Série d'exercices:
a) Répondez aux questions suivantes à partir de l'extrait :
(i) En combien de parties l'ouvrage est-il structuré ?
(ii) Combien de morts y eut-il au moins à Madagascar en 1947 ?
(iii) Quelle part de ses échanges le Royaume-Uni réalisait-il en 1950 avec des pays membres du Commonwealth ?
b) Reproduisez fidèlement la partie de l'extrait qui commence par "Jean-Pierre Peyroulou, membre" et se termine par "et une bibliographie.".

Extrait du texte:

Jean-Pierre Peyroulou, membre de l’Institut des mondes africains, est déjà auteur en collaboration de “Histoire de l’Algérie à la période coloniale” et de “ Guelma 1945 : une subversion française dans l’Algérie coloniale”.

Il précise dès l’introduction qu’il entendra le mot “décolonisation” dans un sens large et ne se limitera donc pas au processus d’indépendance. Il souligne aussi qu’un certain nombre d’ éléments ne sont pas cartographiables, comme le rôle des religions ou celui des églises, et pourtant leur importance est réelle. L’ouvrage est structuré en quatre parties, avec les verbatim habituels et une bibliographie.

1937-1954: la fin des empires coloniaux
Le tour d’horizon commence par le Japon qui étendit son emprise sur l’Asie du Sud-Est aux dépens des puissances occidentales. L’auteur parle aussi à plusieurs reprises de l’empire des Indes. Avec le Quit India, des révoltes éclatent spontanément montrant la force du parti du Congrès. La Seconde guerre mondiale a contribué à industrialiser l’Inde, ce que l’Angleterre avait refusé d’encourager jusque-là. Le tour d’horizon se poursuit en soulignant combien l’Afrique fut aussi un théâtre de ce conflit avec les conséquences que cela allait entrainer en terme de décisions aux lendemains du conflit. Cela se traduit notamment par le réveil des revendications politiques et l’auteur propose de les incarner avec Ferhat Abbas. Il cible des évènements comme le 8 mai 1945, évoquant Guelma. Il rappelle qu’à la différence de Sétif, aucun Français ne périt le 8 mai, mais 12 le 9 et 10. Il utilise le terme de policide pour désigner cet episode car “les Algériens sont tués…pour leur appartenance politique”. Ensuite, on change d’échelle pour aborder l’ébranlement de l’Empire français entre 1945 et 1954. A Madagascar en 1947, il y eut au moins 11 000 morts.
Quand il évoque la quatrième République l’auteur donne des précisions intéressantes, loin de l’image noire de ce système. L’Union française a permis le développement d’une vie politique dans des assemblées locales et l’action de certains députés comme Gaston Monnerville. De son côté, le Royaume-Uni, qui réalisait en 1950 la moitié de ses échanges avec des pays membres du Commmonwealth, a su garder ce qui se révèle un atout depuis trente ans dans le cadre de la mondialisation.

Informations fournies:

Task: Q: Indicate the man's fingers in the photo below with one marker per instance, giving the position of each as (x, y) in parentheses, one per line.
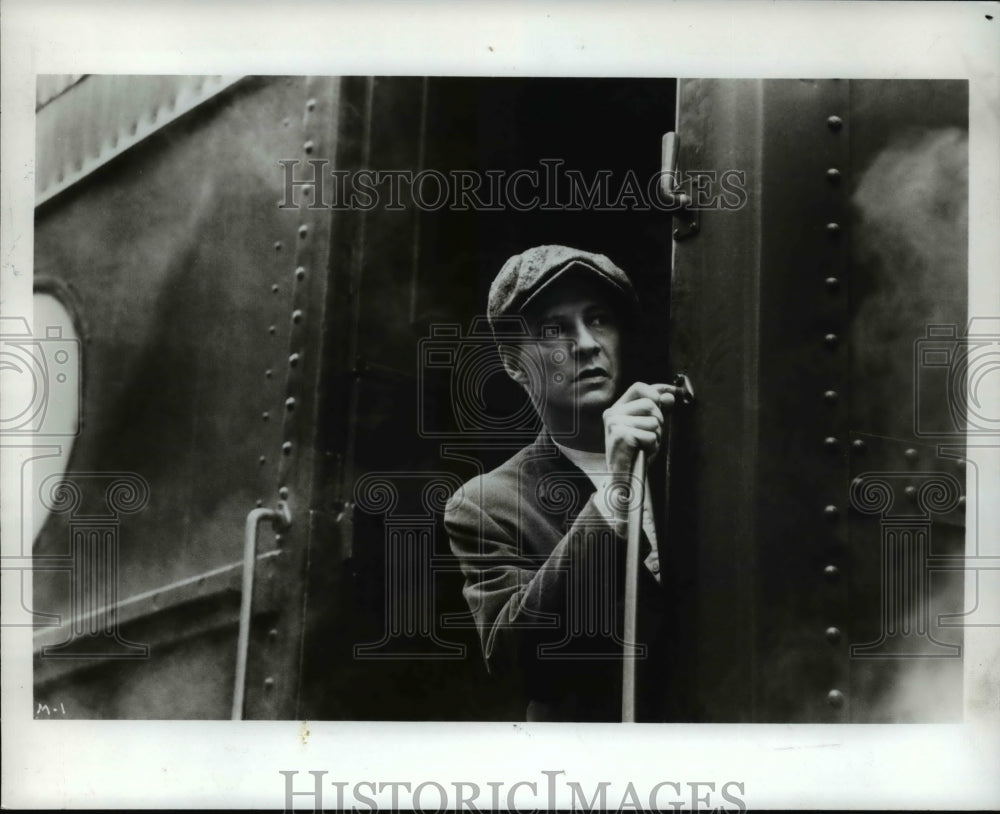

Corrigé des exercices:
a)
(i) Quatre parties.
(ii) Au moins 11 000 morts.
(iii) La moitié.

b)
Jean-Pierre Peyroulou, membre de l’Institut des mondes africains, est déjà auteur en collaboration de “Histoire de l’Algérie à la période coloniale” et de “ Guelma 1945 : une subversion française dans l’Algérie coloniale”.

Il précise dès l’introduction qu’il entendra le mot “décolonisation” dans un sens large et ne se limitera donc pas au processus d’indépendance. Il souligne aussi qu’un certain nombre d’ éléments ne sont pas cartographiables, comme le rôle des religions ou celui des églises, et pourtant leur importance est réelle. L’ouvrage est structuré en quatre parties, avec les verbatim habituels et une bibliographie.